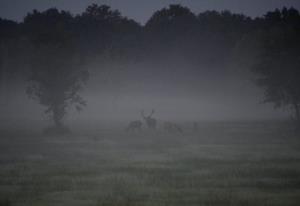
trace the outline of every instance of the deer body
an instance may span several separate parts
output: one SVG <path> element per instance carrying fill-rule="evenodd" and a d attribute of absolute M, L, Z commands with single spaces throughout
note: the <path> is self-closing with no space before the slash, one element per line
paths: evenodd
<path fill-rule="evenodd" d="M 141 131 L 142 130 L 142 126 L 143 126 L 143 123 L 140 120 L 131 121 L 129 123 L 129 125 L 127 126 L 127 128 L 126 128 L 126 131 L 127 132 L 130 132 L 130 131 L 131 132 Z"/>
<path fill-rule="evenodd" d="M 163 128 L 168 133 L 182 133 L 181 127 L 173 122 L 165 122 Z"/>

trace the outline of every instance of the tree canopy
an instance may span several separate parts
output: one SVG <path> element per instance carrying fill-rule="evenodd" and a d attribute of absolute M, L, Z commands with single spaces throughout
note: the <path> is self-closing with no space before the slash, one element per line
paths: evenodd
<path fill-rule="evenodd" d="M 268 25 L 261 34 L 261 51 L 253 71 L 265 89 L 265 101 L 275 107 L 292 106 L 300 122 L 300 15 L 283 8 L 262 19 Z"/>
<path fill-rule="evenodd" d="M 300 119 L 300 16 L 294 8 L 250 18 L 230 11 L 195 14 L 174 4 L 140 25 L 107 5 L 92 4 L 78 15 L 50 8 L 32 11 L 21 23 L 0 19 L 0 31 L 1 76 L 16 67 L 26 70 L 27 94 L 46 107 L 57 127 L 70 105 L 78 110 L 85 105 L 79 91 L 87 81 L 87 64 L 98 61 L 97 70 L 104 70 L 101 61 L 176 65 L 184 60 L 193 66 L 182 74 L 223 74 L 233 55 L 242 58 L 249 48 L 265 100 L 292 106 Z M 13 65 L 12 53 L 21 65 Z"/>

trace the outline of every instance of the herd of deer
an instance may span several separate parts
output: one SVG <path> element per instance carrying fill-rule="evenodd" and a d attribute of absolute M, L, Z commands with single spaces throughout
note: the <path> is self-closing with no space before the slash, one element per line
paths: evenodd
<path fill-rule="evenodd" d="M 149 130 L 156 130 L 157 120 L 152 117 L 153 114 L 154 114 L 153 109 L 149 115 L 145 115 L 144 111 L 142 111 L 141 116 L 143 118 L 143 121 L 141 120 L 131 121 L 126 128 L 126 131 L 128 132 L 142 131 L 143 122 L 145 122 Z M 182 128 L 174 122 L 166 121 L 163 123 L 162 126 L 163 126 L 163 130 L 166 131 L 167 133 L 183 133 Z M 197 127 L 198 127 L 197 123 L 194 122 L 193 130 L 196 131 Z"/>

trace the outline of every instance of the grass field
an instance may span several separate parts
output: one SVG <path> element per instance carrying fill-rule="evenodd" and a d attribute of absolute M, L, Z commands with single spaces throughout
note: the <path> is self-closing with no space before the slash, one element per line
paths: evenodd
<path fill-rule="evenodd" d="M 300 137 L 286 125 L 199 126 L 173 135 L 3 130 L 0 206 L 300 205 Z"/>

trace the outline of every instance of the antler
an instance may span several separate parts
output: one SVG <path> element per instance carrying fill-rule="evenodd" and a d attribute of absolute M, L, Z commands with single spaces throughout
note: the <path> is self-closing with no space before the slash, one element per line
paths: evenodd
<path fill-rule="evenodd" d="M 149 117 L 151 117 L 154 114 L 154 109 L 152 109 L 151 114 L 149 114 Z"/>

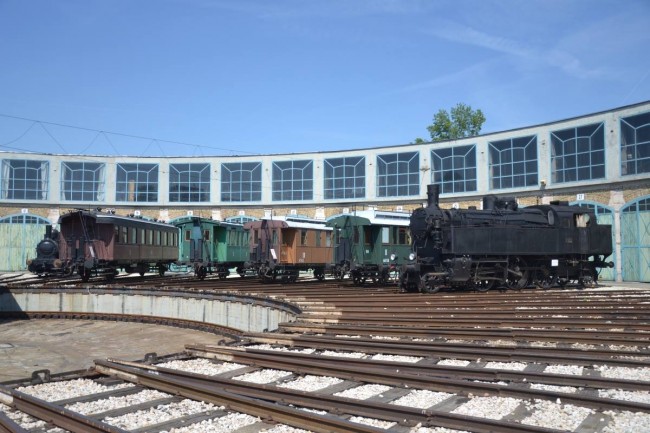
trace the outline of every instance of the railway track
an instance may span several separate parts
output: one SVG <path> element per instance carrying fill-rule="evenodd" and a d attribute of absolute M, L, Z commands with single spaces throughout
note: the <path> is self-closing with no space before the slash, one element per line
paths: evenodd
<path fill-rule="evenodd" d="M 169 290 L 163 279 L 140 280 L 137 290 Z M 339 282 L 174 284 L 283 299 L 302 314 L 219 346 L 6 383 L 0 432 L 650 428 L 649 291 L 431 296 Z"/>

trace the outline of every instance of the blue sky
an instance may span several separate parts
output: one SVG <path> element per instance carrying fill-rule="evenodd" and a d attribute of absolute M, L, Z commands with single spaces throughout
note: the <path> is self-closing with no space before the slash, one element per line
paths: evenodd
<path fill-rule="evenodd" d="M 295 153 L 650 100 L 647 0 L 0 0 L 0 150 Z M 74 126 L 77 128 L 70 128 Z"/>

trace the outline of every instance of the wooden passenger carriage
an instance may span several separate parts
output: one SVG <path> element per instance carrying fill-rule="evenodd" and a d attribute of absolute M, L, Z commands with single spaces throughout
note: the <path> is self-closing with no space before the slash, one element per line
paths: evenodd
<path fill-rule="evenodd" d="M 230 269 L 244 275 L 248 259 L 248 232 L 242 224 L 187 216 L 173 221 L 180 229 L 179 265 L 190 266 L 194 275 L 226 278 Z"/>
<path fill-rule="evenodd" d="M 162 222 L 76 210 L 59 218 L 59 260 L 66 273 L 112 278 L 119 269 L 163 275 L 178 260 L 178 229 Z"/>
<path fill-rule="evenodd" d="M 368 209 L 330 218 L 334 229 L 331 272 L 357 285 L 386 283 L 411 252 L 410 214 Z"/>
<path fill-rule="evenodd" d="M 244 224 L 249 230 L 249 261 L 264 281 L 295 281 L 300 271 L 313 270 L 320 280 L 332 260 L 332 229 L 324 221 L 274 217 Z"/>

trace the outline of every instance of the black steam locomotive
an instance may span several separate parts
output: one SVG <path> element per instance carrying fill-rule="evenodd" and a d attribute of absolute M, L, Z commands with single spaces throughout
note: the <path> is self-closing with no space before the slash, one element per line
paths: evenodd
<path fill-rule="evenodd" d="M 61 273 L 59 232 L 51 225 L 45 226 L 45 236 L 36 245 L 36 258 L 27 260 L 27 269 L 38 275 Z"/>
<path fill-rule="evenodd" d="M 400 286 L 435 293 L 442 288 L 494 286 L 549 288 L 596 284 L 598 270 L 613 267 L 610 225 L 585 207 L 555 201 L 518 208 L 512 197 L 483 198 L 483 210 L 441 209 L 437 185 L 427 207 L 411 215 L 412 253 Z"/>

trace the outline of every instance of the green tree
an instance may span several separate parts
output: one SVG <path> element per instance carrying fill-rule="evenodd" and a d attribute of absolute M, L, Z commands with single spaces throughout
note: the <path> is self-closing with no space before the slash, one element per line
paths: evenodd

● ● ● ●

Task requirements: Report the number of lines above holding "deer", and only that.

Answer area: 2